(Collected data entries)
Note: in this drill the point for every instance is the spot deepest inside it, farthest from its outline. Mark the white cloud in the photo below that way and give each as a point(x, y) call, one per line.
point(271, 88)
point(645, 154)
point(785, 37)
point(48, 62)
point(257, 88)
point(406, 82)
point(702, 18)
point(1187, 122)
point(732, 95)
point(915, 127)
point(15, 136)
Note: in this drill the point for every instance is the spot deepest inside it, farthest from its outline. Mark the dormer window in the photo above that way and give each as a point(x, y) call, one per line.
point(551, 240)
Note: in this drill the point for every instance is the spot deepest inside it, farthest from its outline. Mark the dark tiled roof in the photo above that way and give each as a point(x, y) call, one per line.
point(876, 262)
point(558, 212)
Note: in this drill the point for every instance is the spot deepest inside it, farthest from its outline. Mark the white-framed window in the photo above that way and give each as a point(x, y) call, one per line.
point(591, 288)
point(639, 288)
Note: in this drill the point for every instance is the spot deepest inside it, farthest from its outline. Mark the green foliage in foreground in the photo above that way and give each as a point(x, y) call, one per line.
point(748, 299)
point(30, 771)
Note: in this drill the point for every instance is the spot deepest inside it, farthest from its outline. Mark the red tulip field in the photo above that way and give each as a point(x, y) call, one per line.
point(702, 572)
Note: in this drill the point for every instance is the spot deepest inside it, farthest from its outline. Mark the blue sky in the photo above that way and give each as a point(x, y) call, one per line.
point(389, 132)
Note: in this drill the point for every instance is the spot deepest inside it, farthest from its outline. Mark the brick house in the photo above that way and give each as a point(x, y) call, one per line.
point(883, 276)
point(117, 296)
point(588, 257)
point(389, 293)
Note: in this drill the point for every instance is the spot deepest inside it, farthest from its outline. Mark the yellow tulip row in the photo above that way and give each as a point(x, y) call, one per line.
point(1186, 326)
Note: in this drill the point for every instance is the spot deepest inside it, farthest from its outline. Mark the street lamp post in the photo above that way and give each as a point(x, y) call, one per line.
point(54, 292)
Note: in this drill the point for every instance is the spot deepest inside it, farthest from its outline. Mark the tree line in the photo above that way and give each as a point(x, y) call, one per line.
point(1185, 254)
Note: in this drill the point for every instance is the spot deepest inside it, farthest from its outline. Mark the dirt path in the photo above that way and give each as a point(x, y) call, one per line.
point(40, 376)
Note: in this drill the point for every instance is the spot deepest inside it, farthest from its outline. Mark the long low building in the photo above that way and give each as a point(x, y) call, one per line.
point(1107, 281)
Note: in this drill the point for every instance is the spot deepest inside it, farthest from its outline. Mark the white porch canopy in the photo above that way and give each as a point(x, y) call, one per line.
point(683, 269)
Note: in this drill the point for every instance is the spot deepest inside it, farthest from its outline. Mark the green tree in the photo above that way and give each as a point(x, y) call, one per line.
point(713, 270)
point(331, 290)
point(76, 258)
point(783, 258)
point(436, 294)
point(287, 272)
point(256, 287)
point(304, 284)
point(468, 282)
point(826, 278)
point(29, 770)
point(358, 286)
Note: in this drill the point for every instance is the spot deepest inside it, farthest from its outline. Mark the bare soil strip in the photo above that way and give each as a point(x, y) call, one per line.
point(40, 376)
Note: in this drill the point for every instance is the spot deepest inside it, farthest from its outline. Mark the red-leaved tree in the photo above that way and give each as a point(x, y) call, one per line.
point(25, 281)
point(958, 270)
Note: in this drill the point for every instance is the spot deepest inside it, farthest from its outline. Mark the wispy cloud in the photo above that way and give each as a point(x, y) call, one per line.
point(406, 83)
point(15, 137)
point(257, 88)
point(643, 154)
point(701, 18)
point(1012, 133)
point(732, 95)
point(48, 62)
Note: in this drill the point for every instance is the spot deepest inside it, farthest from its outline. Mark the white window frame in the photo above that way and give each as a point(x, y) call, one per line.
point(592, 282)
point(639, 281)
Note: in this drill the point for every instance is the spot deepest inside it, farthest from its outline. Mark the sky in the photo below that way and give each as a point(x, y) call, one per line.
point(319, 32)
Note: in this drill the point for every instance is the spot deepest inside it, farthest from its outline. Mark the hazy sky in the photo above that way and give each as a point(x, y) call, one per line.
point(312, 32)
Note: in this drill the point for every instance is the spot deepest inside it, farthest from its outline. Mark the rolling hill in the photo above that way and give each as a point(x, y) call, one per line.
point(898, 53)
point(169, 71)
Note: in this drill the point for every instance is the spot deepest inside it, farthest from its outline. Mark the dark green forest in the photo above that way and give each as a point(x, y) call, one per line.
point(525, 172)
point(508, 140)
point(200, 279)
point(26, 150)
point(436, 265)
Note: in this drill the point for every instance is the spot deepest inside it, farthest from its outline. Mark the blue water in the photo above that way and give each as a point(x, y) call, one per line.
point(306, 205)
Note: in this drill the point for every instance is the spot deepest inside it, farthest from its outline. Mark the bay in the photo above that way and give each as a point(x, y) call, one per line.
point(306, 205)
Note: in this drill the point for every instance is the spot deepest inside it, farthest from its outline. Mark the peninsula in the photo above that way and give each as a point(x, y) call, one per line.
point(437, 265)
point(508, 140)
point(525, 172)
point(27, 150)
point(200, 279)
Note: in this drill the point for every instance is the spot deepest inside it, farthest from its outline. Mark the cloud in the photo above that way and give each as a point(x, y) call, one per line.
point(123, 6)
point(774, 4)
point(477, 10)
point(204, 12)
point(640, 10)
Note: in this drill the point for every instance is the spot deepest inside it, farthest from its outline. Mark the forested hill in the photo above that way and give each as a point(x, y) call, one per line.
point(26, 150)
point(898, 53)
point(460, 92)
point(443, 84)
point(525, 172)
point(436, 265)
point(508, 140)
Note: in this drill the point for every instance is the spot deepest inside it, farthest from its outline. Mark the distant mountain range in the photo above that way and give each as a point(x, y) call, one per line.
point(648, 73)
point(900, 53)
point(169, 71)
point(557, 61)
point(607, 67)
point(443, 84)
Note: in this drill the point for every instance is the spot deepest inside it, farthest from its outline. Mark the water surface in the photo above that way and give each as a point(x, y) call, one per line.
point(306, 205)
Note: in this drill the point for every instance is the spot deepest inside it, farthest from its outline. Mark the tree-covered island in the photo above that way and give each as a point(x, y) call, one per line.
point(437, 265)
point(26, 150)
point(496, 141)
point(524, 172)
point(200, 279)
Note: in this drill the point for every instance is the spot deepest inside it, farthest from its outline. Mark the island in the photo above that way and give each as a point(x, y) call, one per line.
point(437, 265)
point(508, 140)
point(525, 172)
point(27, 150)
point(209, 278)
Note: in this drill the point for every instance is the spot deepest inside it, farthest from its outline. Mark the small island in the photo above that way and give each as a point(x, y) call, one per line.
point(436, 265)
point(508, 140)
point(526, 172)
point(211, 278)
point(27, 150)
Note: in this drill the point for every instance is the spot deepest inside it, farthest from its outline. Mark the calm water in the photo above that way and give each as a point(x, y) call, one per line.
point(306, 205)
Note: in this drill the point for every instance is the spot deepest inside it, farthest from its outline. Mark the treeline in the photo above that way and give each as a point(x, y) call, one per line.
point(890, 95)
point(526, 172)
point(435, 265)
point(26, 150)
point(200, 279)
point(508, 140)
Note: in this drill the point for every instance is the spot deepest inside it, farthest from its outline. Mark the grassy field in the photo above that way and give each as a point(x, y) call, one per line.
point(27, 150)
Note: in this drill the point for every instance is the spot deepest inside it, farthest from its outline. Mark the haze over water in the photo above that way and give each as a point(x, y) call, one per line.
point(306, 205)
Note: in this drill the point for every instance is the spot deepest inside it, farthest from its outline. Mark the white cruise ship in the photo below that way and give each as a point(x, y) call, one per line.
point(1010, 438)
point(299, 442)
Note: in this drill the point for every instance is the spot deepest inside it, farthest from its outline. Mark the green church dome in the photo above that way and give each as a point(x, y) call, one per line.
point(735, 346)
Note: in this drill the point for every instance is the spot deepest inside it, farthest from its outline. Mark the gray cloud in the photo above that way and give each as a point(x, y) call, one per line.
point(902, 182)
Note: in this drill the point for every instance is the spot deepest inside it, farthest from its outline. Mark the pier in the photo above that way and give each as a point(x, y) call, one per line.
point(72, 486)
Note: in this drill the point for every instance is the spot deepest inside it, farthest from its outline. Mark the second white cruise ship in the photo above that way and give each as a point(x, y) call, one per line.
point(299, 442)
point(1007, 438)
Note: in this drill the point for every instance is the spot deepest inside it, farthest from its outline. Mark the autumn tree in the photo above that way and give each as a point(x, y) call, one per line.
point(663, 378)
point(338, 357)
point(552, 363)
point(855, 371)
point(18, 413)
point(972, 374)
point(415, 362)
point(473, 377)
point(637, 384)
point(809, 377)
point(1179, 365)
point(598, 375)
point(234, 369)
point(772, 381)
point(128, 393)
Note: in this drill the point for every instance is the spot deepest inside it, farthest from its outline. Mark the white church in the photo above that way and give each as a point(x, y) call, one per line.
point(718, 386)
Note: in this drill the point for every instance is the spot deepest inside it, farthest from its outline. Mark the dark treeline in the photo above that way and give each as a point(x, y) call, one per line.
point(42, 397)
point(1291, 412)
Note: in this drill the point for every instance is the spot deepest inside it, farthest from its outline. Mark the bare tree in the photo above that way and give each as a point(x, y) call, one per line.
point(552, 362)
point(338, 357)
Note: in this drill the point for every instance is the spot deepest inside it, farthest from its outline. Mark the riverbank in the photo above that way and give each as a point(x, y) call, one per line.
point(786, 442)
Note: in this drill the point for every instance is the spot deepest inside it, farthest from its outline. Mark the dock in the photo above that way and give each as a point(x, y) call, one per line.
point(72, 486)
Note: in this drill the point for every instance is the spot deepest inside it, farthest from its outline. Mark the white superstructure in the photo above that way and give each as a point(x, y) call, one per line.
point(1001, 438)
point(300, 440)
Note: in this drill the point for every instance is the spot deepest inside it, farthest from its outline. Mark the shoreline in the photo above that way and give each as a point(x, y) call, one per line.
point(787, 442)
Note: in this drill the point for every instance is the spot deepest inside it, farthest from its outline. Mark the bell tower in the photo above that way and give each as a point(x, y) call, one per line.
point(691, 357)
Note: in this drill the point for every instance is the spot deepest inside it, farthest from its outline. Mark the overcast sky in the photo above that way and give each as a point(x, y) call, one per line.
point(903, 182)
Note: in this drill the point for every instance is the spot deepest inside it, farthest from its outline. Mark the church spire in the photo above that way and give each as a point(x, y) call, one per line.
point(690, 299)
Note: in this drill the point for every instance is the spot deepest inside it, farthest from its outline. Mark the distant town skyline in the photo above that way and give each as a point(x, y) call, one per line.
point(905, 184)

__Exercise brief__
Your output must be the exact lines from the one containing "the distant town" through the end of the data above, both included, and nothing more.

__Expected answer__
Note: in this drill the point for every instance is the spot deepest inside it, farthest from its outline. Mark the distant town skyline in the photo above that way and give each as a point(x, y) call, one per line.
point(905, 184)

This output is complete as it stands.